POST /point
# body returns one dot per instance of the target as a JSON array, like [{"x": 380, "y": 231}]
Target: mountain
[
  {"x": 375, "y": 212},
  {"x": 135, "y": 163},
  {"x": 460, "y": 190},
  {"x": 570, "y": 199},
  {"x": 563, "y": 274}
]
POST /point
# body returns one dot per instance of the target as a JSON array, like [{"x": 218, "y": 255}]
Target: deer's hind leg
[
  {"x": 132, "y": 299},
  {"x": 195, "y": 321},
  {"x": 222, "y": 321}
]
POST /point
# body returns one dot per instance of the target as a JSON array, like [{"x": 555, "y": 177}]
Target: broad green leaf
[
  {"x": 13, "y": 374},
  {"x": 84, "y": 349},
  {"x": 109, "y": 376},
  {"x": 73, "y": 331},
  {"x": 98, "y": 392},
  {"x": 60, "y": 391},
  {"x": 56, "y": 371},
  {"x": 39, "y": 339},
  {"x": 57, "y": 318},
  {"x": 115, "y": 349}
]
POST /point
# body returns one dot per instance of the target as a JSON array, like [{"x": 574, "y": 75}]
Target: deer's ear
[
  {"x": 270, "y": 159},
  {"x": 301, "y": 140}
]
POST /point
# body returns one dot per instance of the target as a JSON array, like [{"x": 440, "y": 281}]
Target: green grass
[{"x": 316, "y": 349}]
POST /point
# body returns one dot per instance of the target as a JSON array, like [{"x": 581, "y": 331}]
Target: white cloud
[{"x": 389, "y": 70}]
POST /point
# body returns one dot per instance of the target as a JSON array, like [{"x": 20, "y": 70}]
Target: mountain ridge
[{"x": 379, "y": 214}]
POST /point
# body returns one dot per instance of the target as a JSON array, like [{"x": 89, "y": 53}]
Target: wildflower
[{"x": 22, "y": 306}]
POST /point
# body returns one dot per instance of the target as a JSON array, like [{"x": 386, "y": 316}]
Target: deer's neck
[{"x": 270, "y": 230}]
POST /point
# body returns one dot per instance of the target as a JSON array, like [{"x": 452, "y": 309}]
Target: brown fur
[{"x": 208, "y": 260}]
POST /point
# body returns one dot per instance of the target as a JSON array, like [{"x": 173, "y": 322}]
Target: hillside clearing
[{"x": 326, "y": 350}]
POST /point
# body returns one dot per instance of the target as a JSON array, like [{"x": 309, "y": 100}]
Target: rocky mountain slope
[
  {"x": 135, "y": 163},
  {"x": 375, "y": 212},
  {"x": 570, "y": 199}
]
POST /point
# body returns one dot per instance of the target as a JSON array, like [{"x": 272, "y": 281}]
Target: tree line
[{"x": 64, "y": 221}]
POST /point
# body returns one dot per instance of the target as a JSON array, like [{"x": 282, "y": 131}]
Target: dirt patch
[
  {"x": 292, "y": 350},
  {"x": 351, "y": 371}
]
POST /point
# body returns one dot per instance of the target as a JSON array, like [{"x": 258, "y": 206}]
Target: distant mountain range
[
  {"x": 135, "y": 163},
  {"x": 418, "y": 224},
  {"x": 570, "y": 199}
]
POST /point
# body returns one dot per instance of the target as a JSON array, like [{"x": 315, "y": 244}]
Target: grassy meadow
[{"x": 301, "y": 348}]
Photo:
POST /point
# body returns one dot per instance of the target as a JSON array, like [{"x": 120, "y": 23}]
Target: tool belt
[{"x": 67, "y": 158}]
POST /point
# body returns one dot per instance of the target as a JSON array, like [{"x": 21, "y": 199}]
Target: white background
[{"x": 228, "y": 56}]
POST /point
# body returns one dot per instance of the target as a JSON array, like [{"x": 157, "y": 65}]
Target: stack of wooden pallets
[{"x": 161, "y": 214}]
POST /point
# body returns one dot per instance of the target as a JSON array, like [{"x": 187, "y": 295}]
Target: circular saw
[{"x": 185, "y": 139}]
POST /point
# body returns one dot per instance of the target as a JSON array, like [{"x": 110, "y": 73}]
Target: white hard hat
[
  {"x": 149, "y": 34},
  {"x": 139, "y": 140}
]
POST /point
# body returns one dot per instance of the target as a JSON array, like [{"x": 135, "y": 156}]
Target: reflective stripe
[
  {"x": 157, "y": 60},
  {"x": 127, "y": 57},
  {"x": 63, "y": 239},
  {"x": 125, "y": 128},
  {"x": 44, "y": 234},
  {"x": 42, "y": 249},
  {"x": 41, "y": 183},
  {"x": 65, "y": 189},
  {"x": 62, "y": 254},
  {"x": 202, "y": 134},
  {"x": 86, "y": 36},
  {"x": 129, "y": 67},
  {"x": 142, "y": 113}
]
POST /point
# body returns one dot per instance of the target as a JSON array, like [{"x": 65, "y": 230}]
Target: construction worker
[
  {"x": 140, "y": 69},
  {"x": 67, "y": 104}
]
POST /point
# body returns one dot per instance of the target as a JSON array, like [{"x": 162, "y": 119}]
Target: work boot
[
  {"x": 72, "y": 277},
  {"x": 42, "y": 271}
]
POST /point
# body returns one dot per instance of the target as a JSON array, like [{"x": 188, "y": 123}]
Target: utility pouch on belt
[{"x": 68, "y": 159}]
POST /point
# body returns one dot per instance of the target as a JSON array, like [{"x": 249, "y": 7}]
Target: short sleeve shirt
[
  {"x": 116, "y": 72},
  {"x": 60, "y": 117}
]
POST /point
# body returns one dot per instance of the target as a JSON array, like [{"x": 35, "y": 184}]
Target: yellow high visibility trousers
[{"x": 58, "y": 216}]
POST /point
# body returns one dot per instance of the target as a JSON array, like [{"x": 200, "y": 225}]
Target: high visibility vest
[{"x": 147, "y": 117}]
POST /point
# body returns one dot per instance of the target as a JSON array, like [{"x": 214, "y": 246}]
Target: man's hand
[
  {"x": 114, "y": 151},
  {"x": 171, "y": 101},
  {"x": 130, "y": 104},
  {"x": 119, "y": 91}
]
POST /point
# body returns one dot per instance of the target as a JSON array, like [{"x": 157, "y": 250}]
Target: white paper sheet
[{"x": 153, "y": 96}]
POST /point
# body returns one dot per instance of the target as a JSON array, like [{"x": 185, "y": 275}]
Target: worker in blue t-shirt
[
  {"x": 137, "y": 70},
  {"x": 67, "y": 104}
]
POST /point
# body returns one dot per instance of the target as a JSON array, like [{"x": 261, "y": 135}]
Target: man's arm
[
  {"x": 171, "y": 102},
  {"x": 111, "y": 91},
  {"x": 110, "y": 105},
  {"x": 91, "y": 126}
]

· · · ·

→ **TO BE DONE**
Transcribe the records above exactly as they appear.

→ **TASK SOLUTION**
POST /point
# body returns one dot per instance of the target as a JSON array, like [{"x": 380, "y": 231}]
Target: mountain
[
  {"x": 375, "y": 212},
  {"x": 135, "y": 163},
  {"x": 460, "y": 190},
  {"x": 570, "y": 199},
  {"x": 563, "y": 274}
]
POST /point
# body returns one dot per instance of the target as a JSON array, like [{"x": 218, "y": 255}]
Target: deer's hind leg
[
  {"x": 132, "y": 299},
  {"x": 195, "y": 321},
  {"x": 222, "y": 321}
]
POST /point
# body returns one dot per instance of the target as a JSON array, like [{"x": 555, "y": 177}]
Target: broad green leaf
[
  {"x": 13, "y": 374},
  {"x": 84, "y": 349},
  {"x": 109, "y": 376},
  {"x": 73, "y": 331},
  {"x": 98, "y": 392},
  {"x": 60, "y": 391},
  {"x": 56, "y": 371},
  {"x": 39, "y": 339},
  {"x": 57, "y": 318},
  {"x": 115, "y": 349}
]
POST /point
# body returns one dot per instance of the target as a JSON array, like [{"x": 574, "y": 75}]
Target: deer's ear
[
  {"x": 270, "y": 159},
  {"x": 301, "y": 140}
]
POST /point
# body returns one dot per instance of the target as a JSON array, like [{"x": 440, "y": 281}]
Target: green grass
[{"x": 316, "y": 349}]
POST /point
# body returns one dot per instance of the target as a JSON array, like [{"x": 581, "y": 331}]
Target: white cloud
[{"x": 389, "y": 70}]
POST /point
# body returns one dot per instance of the target as a JSON array, like [{"x": 20, "y": 70}]
Target: mountain ridge
[{"x": 379, "y": 214}]
POST /point
# body returns one dot per instance of the target as a JSON array, like [{"x": 89, "y": 53}]
Target: wildflower
[{"x": 22, "y": 306}]
POST /point
# body returns one dot per instance of the target as a JSON array, like [{"x": 386, "y": 316}]
Target: deer's neck
[{"x": 270, "y": 230}]
POST /point
# body returns one dot per instance of the target as a JSON array, like [{"x": 452, "y": 309}]
Target: brown fur
[{"x": 208, "y": 260}]
POST /point
# body returns one dot per instance of the target as a JSON array, like [{"x": 173, "y": 322}]
Target: hillside clearing
[{"x": 326, "y": 350}]
POST /point
# body returns one dot per instance of the target as a JSON array, like [{"x": 309, "y": 100}]
Target: rocky mountain slope
[
  {"x": 135, "y": 163},
  {"x": 375, "y": 212},
  {"x": 570, "y": 199}
]
POST /point
# body returns one dot per instance of the target as a JSON array, like [{"x": 272, "y": 281}]
Target: tree line
[{"x": 64, "y": 221}]
POST /point
# body returns one dot per instance of the target as a JSON array, like [{"x": 282, "y": 131}]
Target: dirt patch
[
  {"x": 292, "y": 350},
  {"x": 351, "y": 371}
]
POST /point
# body returns one dot per instance of the target as a JSON array, like [{"x": 258, "y": 206}]
Target: distant mountain range
[
  {"x": 135, "y": 163},
  {"x": 418, "y": 224},
  {"x": 570, "y": 199}
]
POST /point
# body returns one dot per instance of the target as a JSON array, like [{"x": 315, "y": 244}]
Target: grassy meadow
[{"x": 301, "y": 348}]
Photo:
POST /point
# body returns one dot per instance of the target as a JSON array, like [{"x": 120, "y": 23}]
Target: tool belt
[{"x": 67, "y": 158}]
POST /point
# body returns one dot per instance of the target as a JSON array, like [{"x": 21, "y": 199}]
Target: white background
[{"x": 228, "y": 56}]
POST /point
# body returns one dot per instance of the target as a JSON array, like [{"x": 157, "y": 65}]
Target: stack of wooden pallets
[{"x": 161, "y": 214}]
POST /point
# body returns one dot per instance of the target as a JSON array, like [{"x": 187, "y": 295}]
Target: circular saw
[{"x": 185, "y": 139}]
POST /point
# body returns one dot per instance of the target as a JSON array, like [{"x": 110, "y": 73}]
Target: white hard hat
[
  {"x": 149, "y": 34},
  {"x": 139, "y": 140}
]
POST /point
# body returns one dot per instance of the target as a JSON array, like [{"x": 135, "y": 156}]
Target: reflective stripe
[
  {"x": 157, "y": 60},
  {"x": 127, "y": 57},
  {"x": 63, "y": 239},
  {"x": 125, "y": 128},
  {"x": 44, "y": 234},
  {"x": 42, "y": 249},
  {"x": 41, "y": 183},
  {"x": 65, "y": 189},
  {"x": 62, "y": 254},
  {"x": 202, "y": 134},
  {"x": 86, "y": 36},
  {"x": 129, "y": 67},
  {"x": 142, "y": 113}
]
POST /point
# body returns one dot per instance of the target as a JSON array, like [{"x": 65, "y": 230}]
Target: construction worker
[
  {"x": 140, "y": 69},
  {"x": 67, "y": 104}
]
POST /point
# body returns one dot per instance of the target as a JSON array, like [{"x": 162, "y": 119}]
Target: work boot
[
  {"x": 72, "y": 277},
  {"x": 42, "y": 271}
]
POST /point
# body returns one dot per instance of the target as a JSON array, like [{"x": 188, "y": 123}]
Target: utility pouch on belt
[{"x": 68, "y": 159}]
POST /point
# body returns one dot per instance of the target as a JSON array, like [{"x": 249, "y": 7}]
Target: short sleeve shirt
[
  {"x": 116, "y": 72},
  {"x": 60, "y": 117}
]
POST /point
# body returns one dot per instance of the target as a JSON array, like [{"x": 35, "y": 184}]
Target: yellow high visibility trousers
[{"x": 58, "y": 216}]
POST /point
# body returns one dot per instance of the target as a JSON array, like [{"x": 200, "y": 225}]
Target: high visibility vest
[{"x": 147, "y": 117}]
POST /point
# body returns one dot per instance of the target as a JSON array, like [{"x": 214, "y": 246}]
Target: man's hand
[
  {"x": 114, "y": 151},
  {"x": 171, "y": 101},
  {"x": 130, "y": 104},
  {"x": 119, "y": 91}
]
POST /point
# body returns one dot per instance of the target as a JSON array, like [{"x": 157, "y": 250}]
Target: white paper sheet
[{"x": 153, "y": 96}]
POST /point
# body returns one dot per instance of the target as a JSON array, like [{"x": 185, "y": 275}]
Target: worker in blue t-shirt
[
  {"x": 137, "y": 70},
  {"x": 67, "y": 104}
]
POST /point
# body returns one dot per instance of the target as a JSON array, like [{"x": 261, "y": 135}]
Target: man's arm
[
  {"x": 171, "y": 102},
  {"x": 111, "y": 91},
  {"x": 110, "y": 105},
  {"x": 91, "y": 126}
]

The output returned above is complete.